▸ **Given exercise A**
Reproduce the passage of the article on union carpenters in Tough As Nails that opens with the words "If you are a" and closes with "late August 2021.", switching every "application" to "form".

▸ **Excerpt**
If you are a union carpenter and a fan of the Tough As Nails television series, you already know about the UBC members who were cast to be part of the show’s latest season (Season Four).
Local 714 member Sergio Robles and Local 909 member Jorge Zavala, both of Southern California, started their journeys to Tough As Nails in exactly the same way. Early one morning, when the Southwest Mountain States Regional Council of Carpenters (SWMSRCC) posted an Instagram notice about applying to be on the show, they both took just a moment to think about it before quickly filling out the application and pressing Send.
“I had seen a couple episodes and I thought I could do well on the show,” Zavala said.
Robles said, “I filled it out and forgot about it, but three days later they invited me to interview.”
That was in late August 2021.

Pointing dataset excerpts
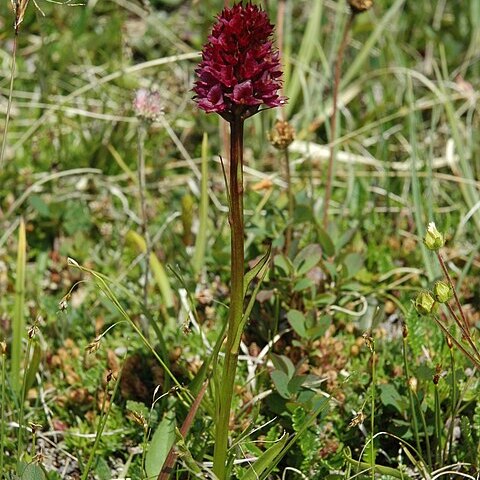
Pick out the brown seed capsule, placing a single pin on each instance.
(359, 6)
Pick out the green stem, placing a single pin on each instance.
(225, 394)
(410, 396)
(424, 425)
(21, 413)
(104, 413)
(142, 133)
(449, 441)
(372, 417)
(438, 428)
(9, 102)
(291, 203)
(457, 301)
(2, 407)
(333, 119)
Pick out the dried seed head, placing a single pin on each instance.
(63, 303)
(357, 419)
(424, 303)
(92, 347)
(19, 9)
(359, 6)
(138, 418)
(433, 240)
(282, 135)
(443, 292)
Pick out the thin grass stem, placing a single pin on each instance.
(9, 101)
(438, 427)
(333, 118)
(414, 419)
(21, 410)
(3, 348)
(457, 301)
(142, 133)
(105, 411)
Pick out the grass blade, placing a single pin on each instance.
(201, 241)
(18, 327)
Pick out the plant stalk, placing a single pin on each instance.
(9, 102)
(142, 133)
(2, 409)
(291, 202)
(457, 301)
(225, 394)
(333, 118)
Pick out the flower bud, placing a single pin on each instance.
(359, 6)
(424, 303)
(433, 238)
(147, 105)
(443, 292)
(413, 384)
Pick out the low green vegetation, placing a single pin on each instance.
(115, 256)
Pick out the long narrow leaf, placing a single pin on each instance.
(18, 328)
(201, 240)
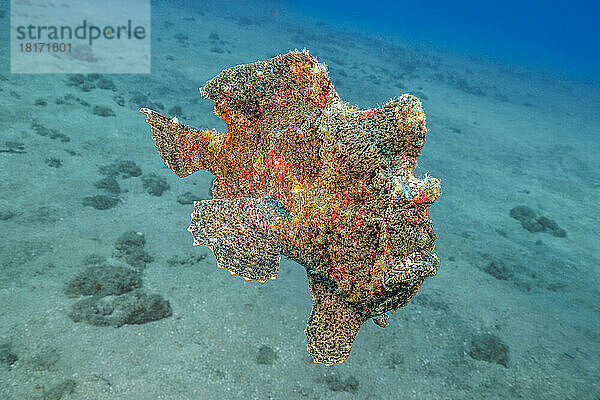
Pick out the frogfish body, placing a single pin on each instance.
(303, 174)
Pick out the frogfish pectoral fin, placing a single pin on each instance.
(239, 233)
(184, 149)
(332, 325)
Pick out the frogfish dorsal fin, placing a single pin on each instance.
(295, 81)
(332, 325)
(241, 234)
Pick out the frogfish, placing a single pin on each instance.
(303, 174)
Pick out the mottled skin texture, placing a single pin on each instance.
(303, 174)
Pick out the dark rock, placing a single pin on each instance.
(41, 130)
(7, 355)
(138, 258)
(57, 392)
(498, 271)
(490, 348)
(93, 259)
(178, 261)
(76, 80)
(130, 247)
(337, 384)
(187, 198)
(530, 222)
(130, 240)
(266, 355)
(102, 280)
(109, 184)
(106, 83)
(522, 212)
(104, 111)
(134, 307)
(125, 168)
(154, 184)
(100, 201)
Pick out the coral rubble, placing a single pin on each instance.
(303, 174)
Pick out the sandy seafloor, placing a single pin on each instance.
(500, 137)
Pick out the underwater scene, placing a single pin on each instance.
(406, 195)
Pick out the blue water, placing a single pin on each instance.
(511, 94)
(557, 36)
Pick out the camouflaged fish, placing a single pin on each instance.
(303, 174)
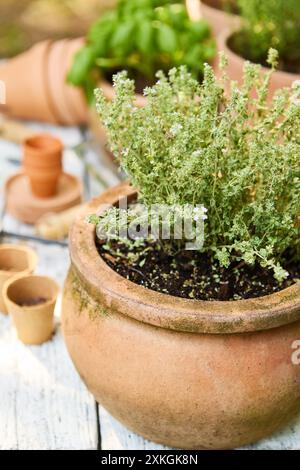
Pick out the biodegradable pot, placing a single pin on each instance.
(42, 162)
(212, 12)
(15, 260)
(185, 373)
(236, 63)
(34, 324)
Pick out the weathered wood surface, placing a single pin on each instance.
(43, 403)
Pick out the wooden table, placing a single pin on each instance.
(43, 403)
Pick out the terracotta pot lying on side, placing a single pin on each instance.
(42, 162)
(218, 19)
(236, 63)
(185, 373)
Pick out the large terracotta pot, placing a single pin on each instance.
(211, 11)
(236, 63)
(185, 373)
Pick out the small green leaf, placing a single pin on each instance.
(166, 38)
(82, 64)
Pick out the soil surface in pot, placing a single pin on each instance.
(238, 43)
(32, 302)
(195, 275)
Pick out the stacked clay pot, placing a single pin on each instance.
(42, 162)
(36, 87)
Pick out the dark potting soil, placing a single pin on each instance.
(195, 275)
(33, 302)
(238, 44)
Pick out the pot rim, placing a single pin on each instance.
(102, 284)
(223, 40)
(32, 258)
(21, 277)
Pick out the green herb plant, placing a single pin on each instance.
(143, 36)
(236, 155)
(270, 23)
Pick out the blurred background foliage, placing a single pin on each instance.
(24, 22)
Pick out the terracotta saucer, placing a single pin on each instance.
(24, 206)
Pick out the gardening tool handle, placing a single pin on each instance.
(13, 131)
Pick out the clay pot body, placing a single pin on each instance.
(26, 88)
(34, 324)
(218, 19)
(42, 162)
(36, 86)
(15, 260)
(184, 373)
(236, 63)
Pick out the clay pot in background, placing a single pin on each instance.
(30, 300)
(189, 374)
(42, 162)
(36, 87)
(14, 260)
(236, 63)
(218, 19)
(26, 85)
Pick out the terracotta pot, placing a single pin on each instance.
(34, 324)
(218, 19)
(236, 63)
(42, 162)
(26, 85)
(189, 374)
(15, 260)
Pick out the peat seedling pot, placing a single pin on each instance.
(15, 260)
(185, 373)
(279, 79)
(42, 162)
(30, 301)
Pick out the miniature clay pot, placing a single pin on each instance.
(236, 63)
(15, 260)
(30, 300)
(42, 162)
(185, 373)
(26, 85)
(212, 12)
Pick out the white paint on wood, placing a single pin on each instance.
(43, 403)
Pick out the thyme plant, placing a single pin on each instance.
(237, 156)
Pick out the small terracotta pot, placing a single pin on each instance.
(26, 85)
(15, 260)
(185, 373)
(42, 162)
(35, 323)
(218, 19)
(236, 63)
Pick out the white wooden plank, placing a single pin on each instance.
(43, 404)
(114, 436)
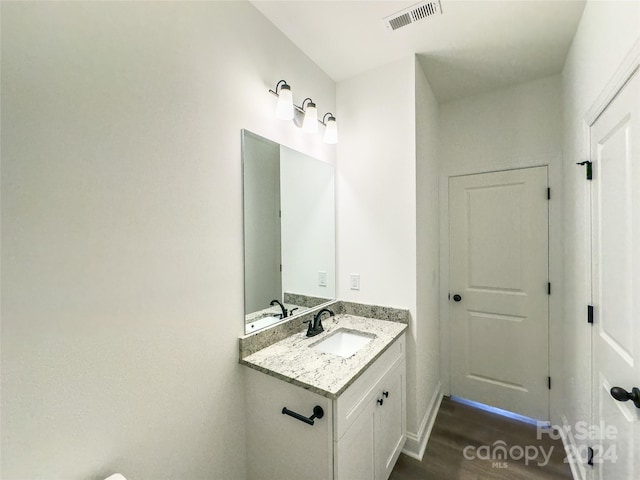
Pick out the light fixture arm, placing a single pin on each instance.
(324, 121)
(310, 102)
(283, 82)
(302, 111)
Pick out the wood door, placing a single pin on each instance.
(499, 289)
(615, 216)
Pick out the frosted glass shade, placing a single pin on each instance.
(331, 131)
(310, 122)
(284, 109)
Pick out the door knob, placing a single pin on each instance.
(622, 395)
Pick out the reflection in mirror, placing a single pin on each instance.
(289, 232)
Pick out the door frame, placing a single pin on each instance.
(629, 65)
(553, 162)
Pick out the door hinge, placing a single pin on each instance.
(589, 170)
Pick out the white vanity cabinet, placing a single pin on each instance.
(360, 436)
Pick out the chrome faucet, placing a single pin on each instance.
(284, 310)
(315, 325)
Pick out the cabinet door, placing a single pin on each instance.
(354, 453)
(390, 422)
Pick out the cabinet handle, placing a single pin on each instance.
(318, 412)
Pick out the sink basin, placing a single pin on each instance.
(343, 342)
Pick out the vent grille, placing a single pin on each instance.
(412, 14)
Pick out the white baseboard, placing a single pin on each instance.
(577, 469)
(416, 443)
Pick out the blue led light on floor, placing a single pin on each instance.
(501, 412)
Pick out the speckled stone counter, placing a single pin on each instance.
(292, 361)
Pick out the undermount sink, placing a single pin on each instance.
(343, 342)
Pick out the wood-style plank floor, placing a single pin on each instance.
(458, 426)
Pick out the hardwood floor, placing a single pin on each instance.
(461, 429)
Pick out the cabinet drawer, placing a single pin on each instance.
(355, 398)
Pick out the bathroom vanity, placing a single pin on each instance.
(313, 414)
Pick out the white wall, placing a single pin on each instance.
(606, 33)
(376, 186)
(308, 224)
(382, 218)
(122, 283)
(515, 127)
(427, 372)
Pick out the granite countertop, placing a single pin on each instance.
(292, 361)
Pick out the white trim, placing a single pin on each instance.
(578, 472)
(416, 444)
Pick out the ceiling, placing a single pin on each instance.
(473, 47)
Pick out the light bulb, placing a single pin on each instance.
(284, 109)
(331, 131)
(310, 122)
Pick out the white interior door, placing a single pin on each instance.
(499, 309)
(615, 153)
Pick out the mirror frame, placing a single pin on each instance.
(329, 301)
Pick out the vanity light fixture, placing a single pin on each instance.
(284, 109)
(287, 110)
(310, 122)
(331, 128)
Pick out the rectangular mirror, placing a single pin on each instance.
(289, 232)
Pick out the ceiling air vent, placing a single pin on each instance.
(413, 14)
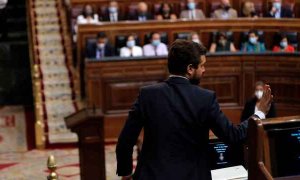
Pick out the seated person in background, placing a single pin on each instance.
(156, 48)
(222, 44)
(278, 11)
(131, 50)
(166, 12)
(225, 11)
(251, 105)
(88, 15)
(112, 13)
(101, 48)
(283, 45)
(249, 10)
(195, 38)
(253, 45)
(142, 13)
(192, 13)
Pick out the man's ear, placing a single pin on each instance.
(189, 69)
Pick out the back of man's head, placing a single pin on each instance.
(183, 53)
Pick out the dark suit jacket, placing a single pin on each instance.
(135, 17)
(176, 117)
(250, 107)
(284, 13)
(106, 16)
(92, 48)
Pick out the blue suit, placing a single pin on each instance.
(176, 117)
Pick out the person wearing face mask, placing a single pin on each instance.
(222, 44)
(279, 11)
(253, 44)
(195, 38)
(112, 13)
(88, 16)
(176, 115)
(252, 104)
(166, 12)
(284, 45)
(100, 49)
(131, 50)
(248, 10)
(225, 11)
(192, 13)
(142, 13)
(156, 47)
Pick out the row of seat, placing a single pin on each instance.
(120, 40)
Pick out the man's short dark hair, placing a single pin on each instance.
(101, 35)
(183, 53)
(253, 31)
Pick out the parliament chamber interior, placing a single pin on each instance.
(72, 70)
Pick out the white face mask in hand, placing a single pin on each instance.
(259, 94)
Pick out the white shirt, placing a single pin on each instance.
(136, 51)
(278, 13)
(192, 14)
(258, 113)
(160, 50)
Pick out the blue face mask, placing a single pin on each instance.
(283, 44)
(191, 5)
(112, 9)
(277, 5)
(253, 40)
(130, 43)
(155, 42)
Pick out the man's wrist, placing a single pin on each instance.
(260, 114)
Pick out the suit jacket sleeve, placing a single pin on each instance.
(224, 128)
(128, 138)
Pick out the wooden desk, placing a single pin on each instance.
(113, 85)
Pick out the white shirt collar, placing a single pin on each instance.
(173, 75)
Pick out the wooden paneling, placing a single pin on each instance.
(113, 85)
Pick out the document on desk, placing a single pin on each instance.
(230, 173)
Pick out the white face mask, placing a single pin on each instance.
(196, 41)
(259, 94)
(100, 45)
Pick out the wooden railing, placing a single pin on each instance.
(113, 84)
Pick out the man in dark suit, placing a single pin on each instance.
(142, 13)
(279, 11)
(176, 116)
(112, 13)
(100, 49)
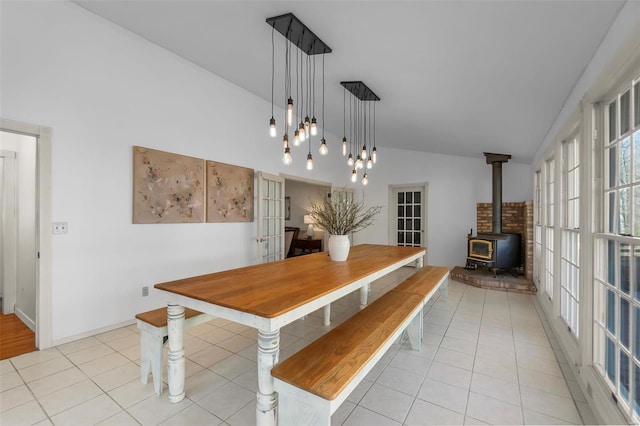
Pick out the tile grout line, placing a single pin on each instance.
(404, 422)
(515, 353)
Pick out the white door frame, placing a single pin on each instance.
(9, 228)
(262, 176)
(44, 243)
(393, 212)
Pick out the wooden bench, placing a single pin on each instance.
(314, 382)
(426, 281)
(153, 333)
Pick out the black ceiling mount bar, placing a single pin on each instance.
(299, 34)
(360, 90)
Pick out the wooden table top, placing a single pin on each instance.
(272, 289)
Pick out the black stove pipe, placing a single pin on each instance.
(496, 161)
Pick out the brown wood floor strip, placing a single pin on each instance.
(15, 337)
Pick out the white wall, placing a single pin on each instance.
(25, 149)
(455, 186)
(302, 194)
(103, 90)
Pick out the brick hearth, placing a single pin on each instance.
(516, 218)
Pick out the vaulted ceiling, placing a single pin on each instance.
(454, 77)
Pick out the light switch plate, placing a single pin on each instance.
(60, 227)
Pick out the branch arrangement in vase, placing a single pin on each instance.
(341, 214)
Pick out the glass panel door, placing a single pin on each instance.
(270, 217)
(409, 206)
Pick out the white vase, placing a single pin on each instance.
(339, 246)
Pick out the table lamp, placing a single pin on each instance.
(309, 221)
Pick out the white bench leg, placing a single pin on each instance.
(444, 290)
(176, 360)
(414, 330)
(267, 398)
(151, 356)
(327, 315)
(364, 292)
(299, 408)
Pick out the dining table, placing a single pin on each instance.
(269, 296)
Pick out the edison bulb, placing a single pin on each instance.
(286, 158)
(301, 131)
(289, 112)
(272, 127)
(323, 147)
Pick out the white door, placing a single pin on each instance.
(8, 232)
(270, 217)
(408, 214)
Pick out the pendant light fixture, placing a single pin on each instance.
(361, 123)
(324, 150)
(272, 122)
(298, 34)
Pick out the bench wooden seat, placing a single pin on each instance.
(426, 282)
(153, 332)
(314, 382)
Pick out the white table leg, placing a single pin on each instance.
(364, 292)
(267, 398)
(176, 363)
(327, 315)
(444, 290)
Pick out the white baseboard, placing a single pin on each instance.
(26, 320)
(92, 332)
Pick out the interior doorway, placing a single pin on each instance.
(18, 227)
(25, 226)
(301, 193)
(408, 215)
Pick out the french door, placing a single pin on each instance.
(270, 217)
(408, 215)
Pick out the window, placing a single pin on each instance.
(570, 246)
(616, 331)
(549, 232)
(537, 229)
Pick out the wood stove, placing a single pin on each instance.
(495, 250)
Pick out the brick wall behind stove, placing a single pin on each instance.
(517, 218)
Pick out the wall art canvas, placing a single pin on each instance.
(167, 187)
(229, 193)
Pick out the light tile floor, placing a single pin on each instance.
(486, 360)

▸ **Given exercise B**
Count the rows above that contain the string "cabinet", treating case as significant, and state only the number.

▸ **Written answer A**
If you are a union carpenter and a fan of the Tough As Nails television series, you already know about the UBC members who were cast to be part of the show’s latest season (Season Four).
Local 714 member Sergio Robles and Local 909 member Jorge Zavala, both of Southern California, started their journeys to Tough As Nails in exactly the same way. Early one morning, when the Southwest Mountain States Regional Council of Carpenters (SWMSRCC) posted an Instagram notice about applying to be on the show, they both took just a moment to think about it before quickly filling out the form and pressing Send.
“I had seen a couple episodes and I thought I could do well on the show,” Zavala said.
Robles said, “I filled it out and forgot about it, but three days later they invited me to interview.”
That was in late August 2021.

▸ **Written answer B**
4